• **Objective**: What you return should match every record exactly, with the images removed.

• **Records for this exercise**:

++++++

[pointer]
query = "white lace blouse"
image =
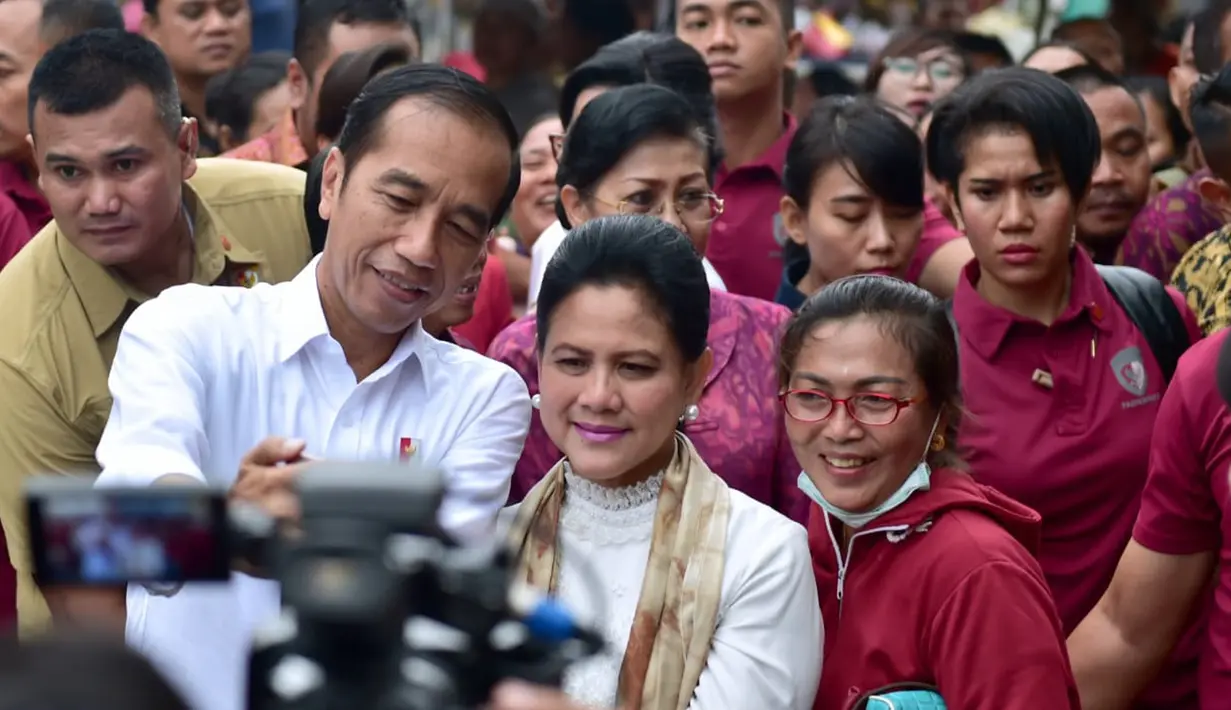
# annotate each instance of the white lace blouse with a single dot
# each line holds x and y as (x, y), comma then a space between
(767, 647)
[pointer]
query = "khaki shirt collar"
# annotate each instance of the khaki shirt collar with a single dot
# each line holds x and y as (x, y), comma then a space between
(219, 260)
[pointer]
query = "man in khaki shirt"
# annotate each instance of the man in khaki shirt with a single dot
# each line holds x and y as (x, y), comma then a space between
(136, 213)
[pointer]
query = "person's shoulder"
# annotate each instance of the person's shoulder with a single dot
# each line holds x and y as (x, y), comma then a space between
(756, 526)
(465, 370)
(224, 181)
(35, 291)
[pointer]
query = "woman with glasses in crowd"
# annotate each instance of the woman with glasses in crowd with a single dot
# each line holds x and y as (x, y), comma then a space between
(645, 151)
(1061, 384)
(927, 577)
(851, 204)
(707, 599)
(640, 58)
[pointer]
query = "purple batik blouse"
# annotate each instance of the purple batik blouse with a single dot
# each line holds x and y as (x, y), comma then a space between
(740, 432)
(1167, 227)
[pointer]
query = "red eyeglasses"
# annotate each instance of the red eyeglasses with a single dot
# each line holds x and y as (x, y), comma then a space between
(869, 409)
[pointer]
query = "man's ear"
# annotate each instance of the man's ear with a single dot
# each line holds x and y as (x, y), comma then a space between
(1216, 192)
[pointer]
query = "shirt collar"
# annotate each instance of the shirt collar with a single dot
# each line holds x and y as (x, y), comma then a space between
(105, 295)
(302, 321)
(986, 326)
(774, 158)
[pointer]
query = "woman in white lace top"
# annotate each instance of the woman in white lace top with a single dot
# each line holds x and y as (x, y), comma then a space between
(708, 598)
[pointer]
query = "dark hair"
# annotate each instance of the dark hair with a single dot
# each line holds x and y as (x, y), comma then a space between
(442, 86)
(912, 43)
(601, 21)
(1071, 31)
(1157, 89)
(106, 676)
(907, 314)
(346, 79)
(63, 19)
(1058, 121)
(1208, 36)
(316, 17)
(92, 70)
(785, 12)
(614, 124)
(232, 95)
(1060, 44)
(634, 251)
(829, 79)
(318, 227)
(1210, 110)
(649, 58)
(884, 153)
(975, 43)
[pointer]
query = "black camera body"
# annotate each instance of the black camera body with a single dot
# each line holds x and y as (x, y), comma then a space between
(382, 610)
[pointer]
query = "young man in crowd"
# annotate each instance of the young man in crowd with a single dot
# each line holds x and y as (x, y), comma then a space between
(747, 46)
(201, 39)
(1120, 185)
(324, 31)
(26, 32)
(134, 213)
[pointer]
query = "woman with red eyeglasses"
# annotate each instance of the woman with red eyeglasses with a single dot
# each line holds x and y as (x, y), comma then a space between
(927, 578)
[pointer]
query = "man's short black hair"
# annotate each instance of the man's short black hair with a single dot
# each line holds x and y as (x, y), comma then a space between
(975, 43)
(446, 87)
(232, 95)
(63, 19)
(92, 70)
(1210, 111)
(1208, 36)
(1091, 78)
(316, 17)
(1056, 119)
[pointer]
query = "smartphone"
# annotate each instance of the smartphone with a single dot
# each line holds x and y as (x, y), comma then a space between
(83, 535)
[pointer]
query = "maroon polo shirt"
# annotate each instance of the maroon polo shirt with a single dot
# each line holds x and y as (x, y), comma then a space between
(25, 195)
(1186, 502)
(1076, 452)
(744, 243)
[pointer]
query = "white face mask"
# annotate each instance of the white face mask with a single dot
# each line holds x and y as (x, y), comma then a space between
(918, 480)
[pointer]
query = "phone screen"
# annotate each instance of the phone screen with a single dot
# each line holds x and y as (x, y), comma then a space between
(105, 537)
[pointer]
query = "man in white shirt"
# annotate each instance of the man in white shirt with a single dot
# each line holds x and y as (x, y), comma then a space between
(207, 382)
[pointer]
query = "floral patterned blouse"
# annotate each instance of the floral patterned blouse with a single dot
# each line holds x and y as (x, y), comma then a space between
(740, 431)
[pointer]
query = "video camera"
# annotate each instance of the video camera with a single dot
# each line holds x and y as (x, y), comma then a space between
(382, 610)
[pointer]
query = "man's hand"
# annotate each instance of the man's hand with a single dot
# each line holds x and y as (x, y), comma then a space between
(516, 695)
(266, 475)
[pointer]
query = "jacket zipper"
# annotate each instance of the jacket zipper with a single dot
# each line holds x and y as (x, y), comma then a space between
(845, 562)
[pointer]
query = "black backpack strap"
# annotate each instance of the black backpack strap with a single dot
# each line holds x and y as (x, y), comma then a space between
(1145, 299)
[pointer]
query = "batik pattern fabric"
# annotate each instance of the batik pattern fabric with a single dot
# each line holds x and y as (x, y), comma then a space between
(1168, 225)
(677, 608)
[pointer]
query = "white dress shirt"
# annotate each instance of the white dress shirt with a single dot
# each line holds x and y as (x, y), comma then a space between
(549, 241)
(203, 373)
(766, 654)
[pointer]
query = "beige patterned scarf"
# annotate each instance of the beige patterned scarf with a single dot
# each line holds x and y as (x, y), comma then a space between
(677, 610)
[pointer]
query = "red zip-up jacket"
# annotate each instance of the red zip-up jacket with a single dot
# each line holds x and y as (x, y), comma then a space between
(944, 591)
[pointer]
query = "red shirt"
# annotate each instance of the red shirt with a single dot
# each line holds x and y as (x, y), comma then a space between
(1077, 453)
(493, 308)
(944, 591)
(1184, 505)
(744, 244)
(937, 233)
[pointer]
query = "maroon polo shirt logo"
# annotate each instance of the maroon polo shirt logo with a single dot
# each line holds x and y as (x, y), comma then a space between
(1130, 372)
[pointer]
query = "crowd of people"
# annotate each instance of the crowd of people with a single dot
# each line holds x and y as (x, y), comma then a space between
(905, 390)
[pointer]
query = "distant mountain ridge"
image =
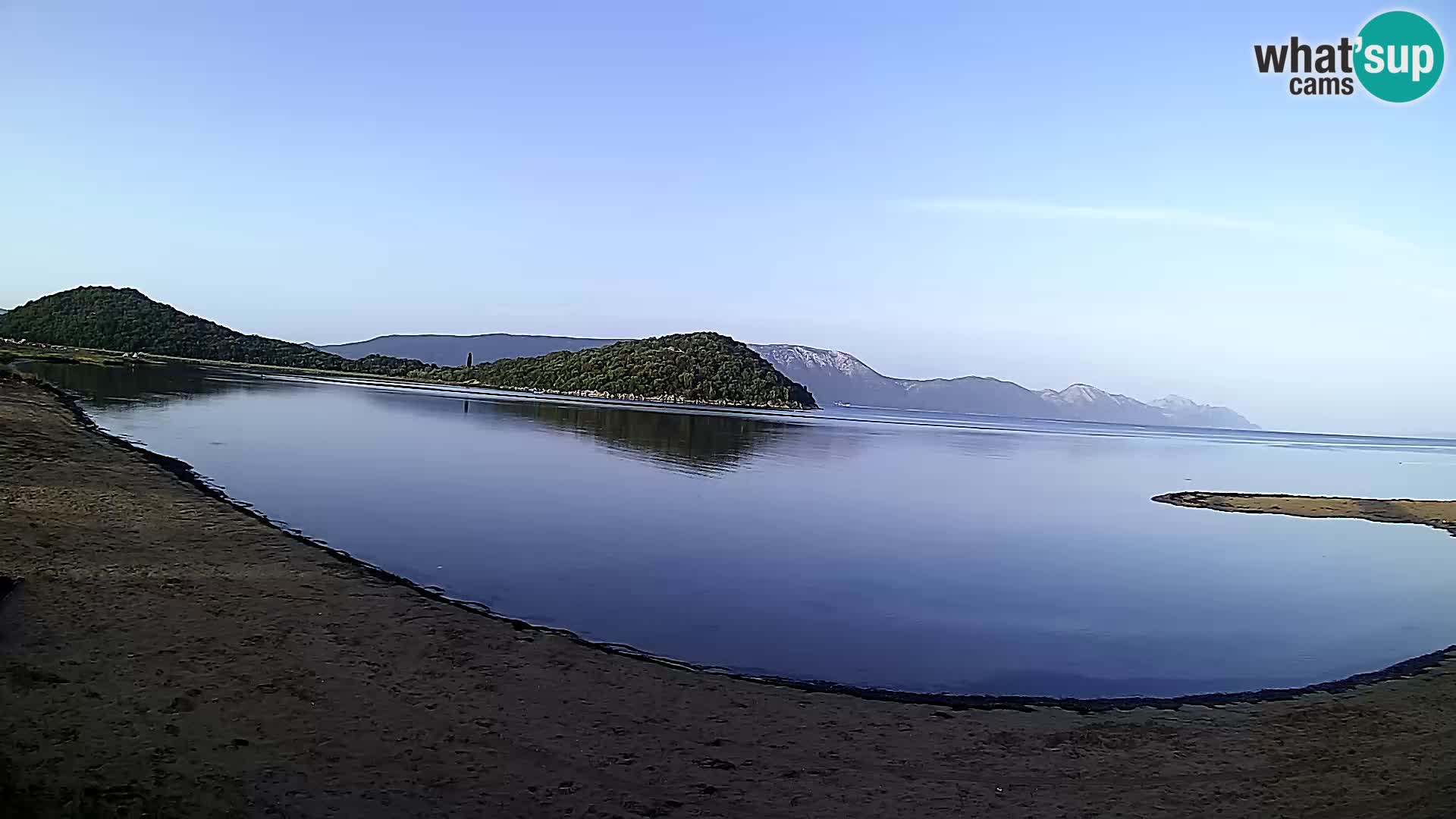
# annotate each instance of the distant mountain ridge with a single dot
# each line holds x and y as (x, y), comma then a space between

++++++

• **Written solution**:
[pointer]
query = "white lace blouse"
image =
# annotate each instance of the white lace blouse with a single dot
# each line holds x and y as (x, y), comma then a space between
(767, 647)
[pointer]
query = "khaki shirt collar"
# annotate each instance of the khaki shirt collar with a single dot
# each line holds x and y as (x, y), comma then a space between
(219, 260)
[pointer]
query = "man in khaki shirt"
# annotate each instance of the man in khaki shirt with a single dot
# each line holds x and y as (x, y), comma then a space between
(136, 213)
[pointer]
query = "person's shoulder"
# annotate each instance of the person's shoulder with a single dot
# each line holds x and y as (x, y), comma then a space between
(756, 526)
(465, 370)
(224, 181)
(35, 291)
[pointer]
query = "woman with glasses in crowd"
# annotate each instance of the woman with glasses in crowd with a single dot
# each line holds x and y as (x, y), comma then a space between
(645, 151)
(1061, 384)
(927, 577)
(851, 204)
(707, 599)
(640, 58)
[pointer]
query = "purple batik blouse"
# annotate each instance of the purple batik blouse with a single dot
# each line holds x and y as (x, y), comma then a space between
(740, 432)
(1167, 227)
[pointer]
query = "red eyeglasses"
# annotate each instance of the red eyeglasses with a single dot
# each line holds x and y as (x, y), comma then a space between
(869, 409)
[pointer]
query = "man's ear"
# annotate each instance of the man's ear with a single dot
# each line holds x and y as (x, y), comma then a space between
(1216, 192)
[pointer]
query = "shirt collar"
# annotate each instance of the shirt collar with a single dot
# each line holds x and y as (x, y), comma then a space between
(105, 295)
(302, 321)
(986, 326)
(774, 158)
[pointer]
query = "woman in white lace top"
# annotate each instance of the woman in white lace top with a single dot
# each line holds x and y as (x, y), comma then a space between
(708, 598)
[pointer]
query = "dark hair"
# annotate each instance of the dark hair with a single dot
# each line holds x and y as (x, y), comma then a space between
(442, 86)
(912, 43)
(601, 21)
(1071, 31)
(1157, 89)
(106, 676)
(907, 314)
(346, 79)
(63, 19)
(1058, 121)
(1208, 36)
(316, 17)
(92, 70)
(785, 12)
(614, 124)
(232, 95)
(1060, 44)
(634, 251)
(829, 79)
(318, 227)
(1210, 110)
(649, 58)
(884, 153)
(975, 43)
[pointer]
query = "black camera body"
# annotate each instance of the black camera body with a single dot
# each line holds x and y as (x, y), comma then a space between
(382, 610)
[pointer]
query = "young man in crowd"
# annotate each instance of the young man in crowd with a single dot
# each line holds x and y as (x, y), comma then a space between
(747, 46)
(201, 39)
(1120, 185)
(324, 31)
(26, 32)
(134, 213)
[pointer]
query = "woman with red eyeglasses"
# annotate each instance of the woman with red eyeglasses with a single dot
# each line holds x and y as (x, y), comma then a space between
(927, 578)
[pointer]
query = "man's short black hair"
# annotate each instance of the man's short black hair with a single dot
# each line holds x and y as (x, y), comma then a space between
(975, 43)
(446, 87)
(232, 95)
(63, 19)
(92, 70)
(1210, 111)
(1208, 36)
(1091, 78)
(316, 17)
(1056, 119)
[pointer]
query = "smartphone"
# annotate each instance of the smartphone with a single dot
# each line holds x and y as (x, y), comma then a space between
(83, 535)
[pointer]
query = "maroon polo shirt"
# annotate each instance of the maroon polo shirt with a single dot
# each line holds x and y as (x, y), comma then a space between
(25, 195)
(1186, 502)
(1076, 452)
(744, 243)
[pointer]
query = "white face mask"
# annotate each instance of the white face mask with a single dot
# each line holds x and y as (x, y), comma then a space between
(918, 480)
[pointer]
query = "phone screen"
# annotate each instance of the phone screen with a single dot
# each line holds x and y as (x, y), comma then a space between
(105, 537)
[pointer]
query = "man in white shirt"
# annotate each instance of the man in white shirt with a single dot
# each line holds x and y as (x, y), comma then a space between
(207, 382)
[pointer]
query = "floral patterned blouse"
# annotate each instance of the floral patterned blouse with a single dot
# each line holds x and y as (x, y), comma then a space between
(740, 431)
[pointer]
query = "video camera"
# annotate each instance of the video camera with a single dot
# each line holds x and y as (x, y), comma then a space between
(382, 610)
[pointer]
query = "man's hand"
# annotate each instance of the man's hand with a single dot
# each line holds x and y as (x, y), comma then a space between
(516, 695)
(266, 475)
[pointer]
query = "jacket zipper"
# annotate each instance of the jacket zipper with a single dot
# each line holds x and y as (x, y), comma then a space between
(845, 562)
[pointer]
query = "black backpack strap"
# annotate each instance of the black backpack strap with a single dot
# each line holds x and y as (x, y), comma then a space between
(1145, 299)
[pointer]
query = "batik pattern fabric"
# annotate each instance of the batik pattern fabric with a single dot
# each line holds x and y as (x, y), comma then a space between
(1168, 225)
(677, 608)
[pointer]
query = "white dress shirt"
# annotate each instance of the white dress shirt with a single dot
# each line holds x and y as (x, y), comma then a space between
(549, 241)
(203, 373)
(766, 654)
[pointer]
query = "beige patterned scarf"
# annotate each instance of the beige patterned scarf with a single dot
# each line holds x and y as (x, y), comma then a space between
(677, 610)
[pointer]
query = "red zip-up jacket"
# annotate each instance of the red zip-up jacket with a single dot
# each line holds x and y as (x, y), comma then a space between
(944, 591)
[pointer]
query = "red shirt"
# annotate each instance of the red shirt with a single dot
# each line holds x and y as (x, y), comma then a space between
(1077, 453)
(493, 308)
(944, 591)
(1184, 505)
(744, 244)
(937, 233)
[pointer]
query = "maroon polo shirt logo"
# annotate each instance of the maroon polo shirt logo with a single dot
# each line holds x and y as (x, y), comma then a space between
(1130, 372)
[pointer]
query = "crowd of people"
# annotate each instance of the crowd of people with a single dot
# each line holds x and y as (x, y), comma then a space between
(905, 390)
[pointer]
query = "distant mountain ridge"
image =
# annotate each instance of the distant mountain ridge with a single dot
# each line holds x and y as (x, y), comma then a space between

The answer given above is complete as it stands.